■ What needs to be done:
For each statement, answer yes or no on whether it agrees with the article below on Sigmund Fraud, and quote the words that decide it. 1. Fraud began his career in journalism. 2. Fraud works almost exclusively in black and white. 3. The books in the fake bookshop are hollow wooden blocks.

─── Text provided ───

Sigmund Fraud Will See You Now
- The Courtauldian
- Oct 3
- 4 min read
Updated: Oct 12
Alexandra Patterson

In a fake bookshop in Bangkok, an anti-therapist invites you to confess your 21st century anxieties.
Forget Freud. Bangkok’s Sigmund Fraud isn’t an interpreter of dreams, but a self-styled “psychologist” for the age of burnout and brand deals. A cartoonist for the crisis era, he works almost exclusively in black and white, both hand-painted and digital, distilling modern anxieties into stark and incisive images. His humour is surgical: dry, precise, and devastatingly effective, slicing cleanly through the absurdities of 21st-century life.
Fraud, who began his career in research and design, knows the glossy polish of commercial culture all too well. But this alter ego, Sigmund Fraud, emerged, as he puts it, as a “serious side project,” a space for unruly ideas and uncomfortable truths, “Criticising capitalism while being caught up in it,”. Perhaps we’re all complicit. Within modern-day consumerism, shaped by spectacle and the pressures to optimise the self, it becomes difficult to remain completely outside the system.
Recently, Fraud installed his very own fake bookshop inside the Lou Hieb Seng space, tucked into the quiet, historic streets of Tha Tien, in the shadow of Bangkok’s glittering high-rises. A group of young people, bathed in soft light, sit on low stools, chatting around what seems to be a pile of books. But nothing stays sincere for long in Fraud’s world. All the books are hollow, wooden blocks with a cartoon painted in black on one side, and a blurb on the other. They have been produced for existential reflection. The titles are witty and painfully sharp, ‘Time Heals. But also brings new ways to injure yourself mentally’, ‘Existentialist #000100’,’Expect Nothing but Still Disappointed’, ‘Overthinking and Still Making the Worst Decision’.

Despite all the fakery, the creator insists he’s offering something real: “the painful truth of reality,” with humour as his “survival kit.” And it shows. Each illustration on every faux book cuts deeper into the 21st-century psyche. Using satire as a ‘powerful tool’, Fraud exposes the absurdities of Western consumerism, the lack of sustained reading and the cult of online therapists and self-optimisation. His recent sarcastic lines make the point clearly: ‘A Book Club with Only One Book,’ ‘How to Read a Book in the 21st Century,’ and ‘The Magic of Thinking BIG… Inside Their Own Heads’.

─── Dataset content ───

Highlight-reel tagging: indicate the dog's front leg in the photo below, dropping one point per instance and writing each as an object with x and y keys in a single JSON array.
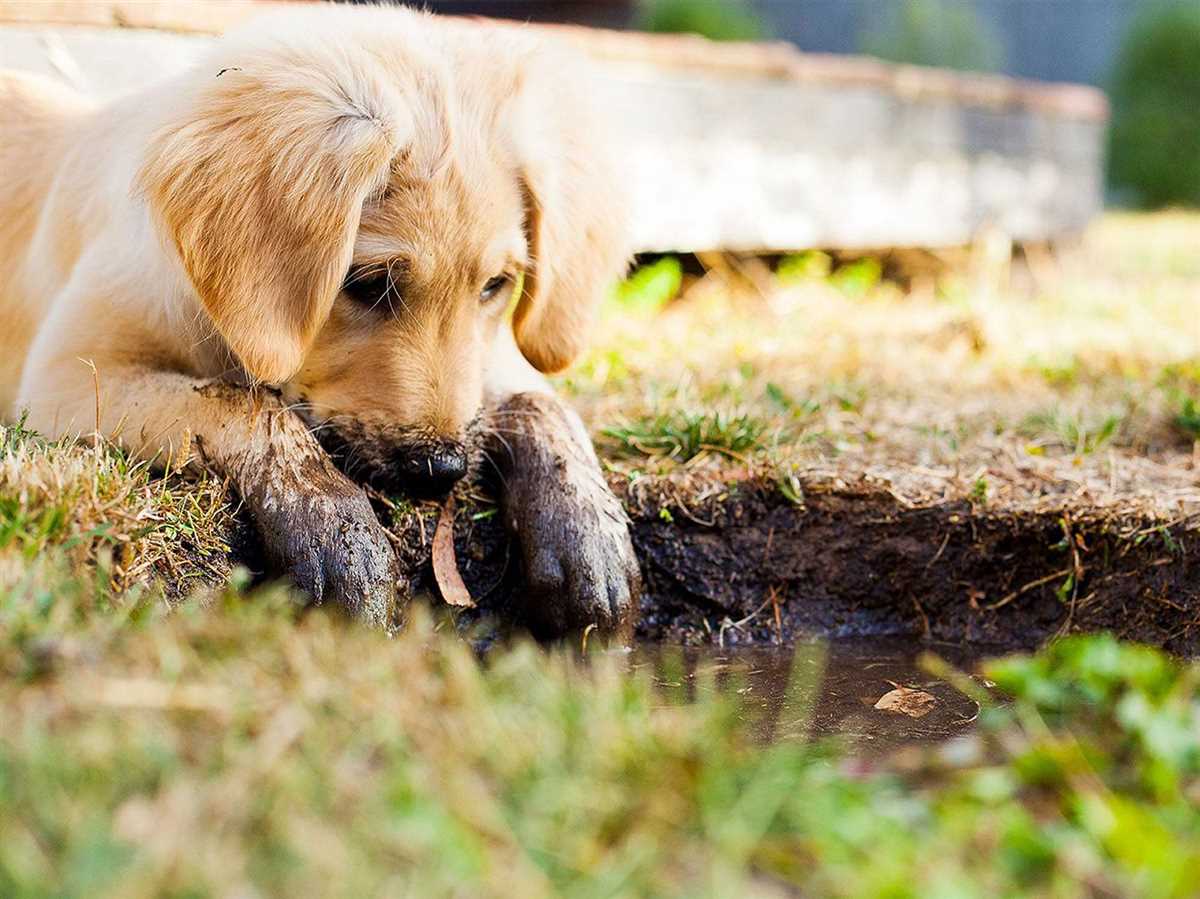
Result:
[
  {"x": 573, "y": 532},
  {"x": 316, "y": 526}
]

───

■ Exercise result:
1. No: "Fraud, who began his career in research and design"
2. Yes: "he works almost exclusively in black and white"
3. Yes: "All the books are hollow, wooden blocks with a cartoon painted in black on one side, and a blurb on the other."